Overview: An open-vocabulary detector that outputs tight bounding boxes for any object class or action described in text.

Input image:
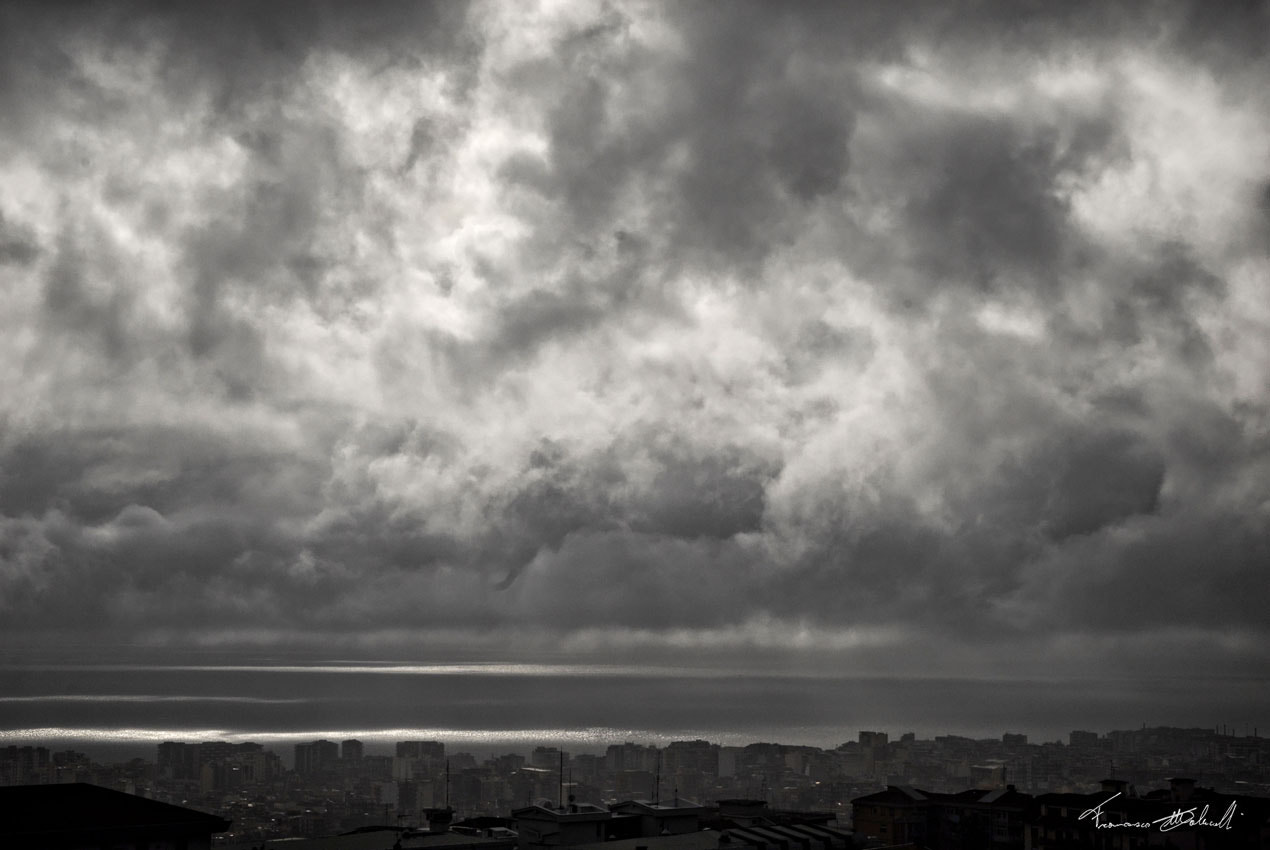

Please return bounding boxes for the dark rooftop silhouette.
[0,783,230,850]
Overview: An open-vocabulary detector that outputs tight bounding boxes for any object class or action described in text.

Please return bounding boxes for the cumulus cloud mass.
[0,3,1270,675]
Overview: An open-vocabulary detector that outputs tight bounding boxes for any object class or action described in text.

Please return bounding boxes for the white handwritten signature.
[1078,793,1236,832]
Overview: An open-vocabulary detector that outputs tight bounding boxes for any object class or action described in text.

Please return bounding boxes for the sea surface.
[0,645,1270,762]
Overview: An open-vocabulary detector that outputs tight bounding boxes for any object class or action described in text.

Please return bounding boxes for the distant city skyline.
[0,0,1270,734]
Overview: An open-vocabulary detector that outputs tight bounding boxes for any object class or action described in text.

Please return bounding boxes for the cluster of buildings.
[0,728,1270,850]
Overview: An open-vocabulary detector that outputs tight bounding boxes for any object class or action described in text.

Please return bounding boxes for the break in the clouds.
[0,3,1270,673]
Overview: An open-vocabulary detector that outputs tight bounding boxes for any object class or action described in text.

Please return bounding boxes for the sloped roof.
[0,783,231,846]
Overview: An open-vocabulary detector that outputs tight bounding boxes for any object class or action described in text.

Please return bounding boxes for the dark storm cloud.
[0,4,1270,691]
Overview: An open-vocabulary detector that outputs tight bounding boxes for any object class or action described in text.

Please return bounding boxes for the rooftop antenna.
[653,750,662,806]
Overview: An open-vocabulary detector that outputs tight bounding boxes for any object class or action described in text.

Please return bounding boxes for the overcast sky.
[0,3,1270,676]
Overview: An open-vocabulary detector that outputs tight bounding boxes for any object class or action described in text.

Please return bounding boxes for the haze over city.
[0,1,1270,752]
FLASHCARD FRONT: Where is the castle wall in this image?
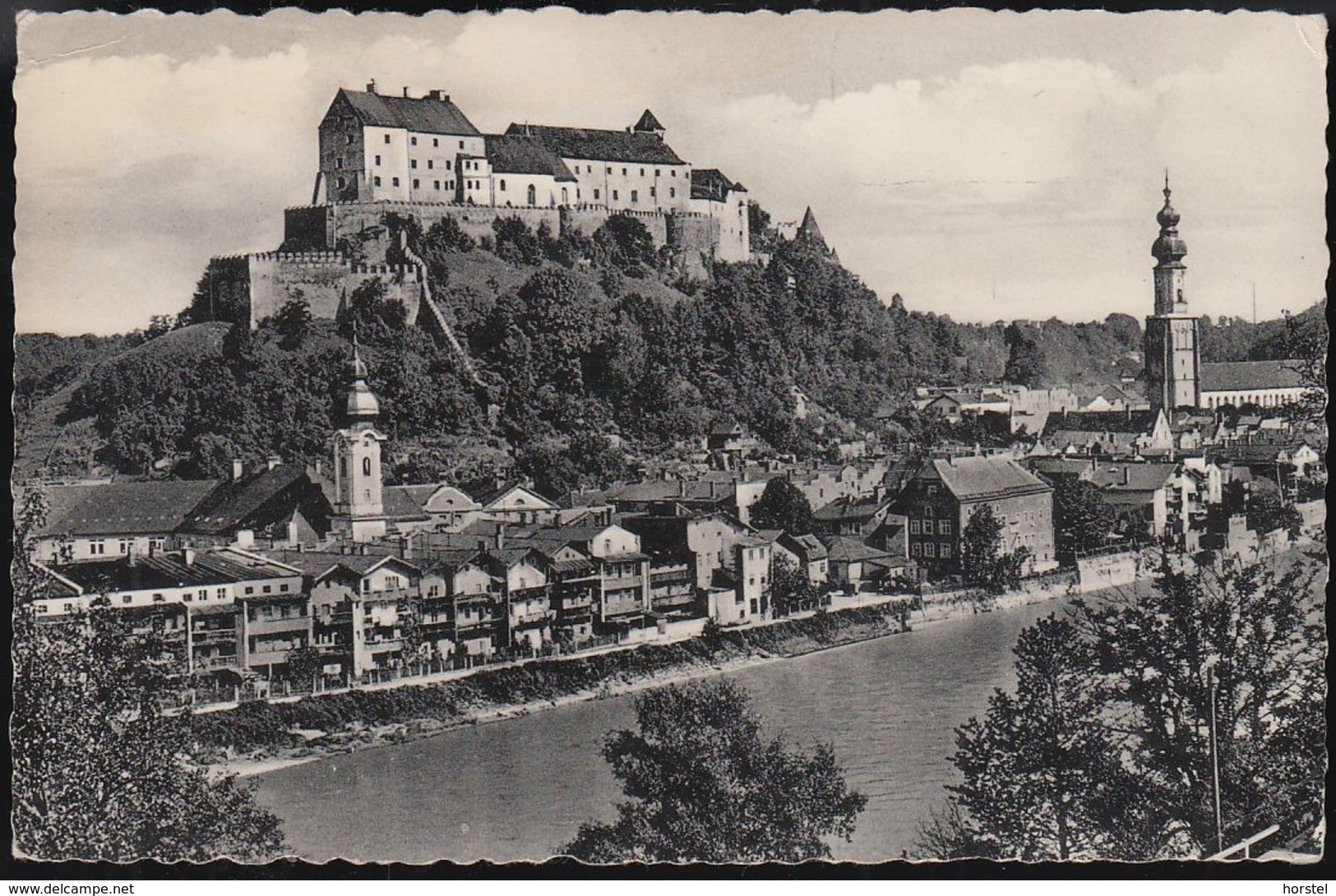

▶ [WHAT YOU ARE ASKED TO DO] Please copy the records above word for word, from their very first line up to and including the line that contains "[0,3,1270,675]". Leave the pictures out of your copy.

▶ [RESULT BELOW]
Overview: An open-vocabulary detector that outputs tight bounding boxes for any object class or action described in text.

Input image:

Please return bounding boxes for the dark rooftop silhouette.
[0,783,230,850]
Overview: An open-vocabulary detector that outputs tight bounding boxes for any object class or action described in text.

Please return bounding boxes for the cumulus cloud mass.
[0,3,1270,675]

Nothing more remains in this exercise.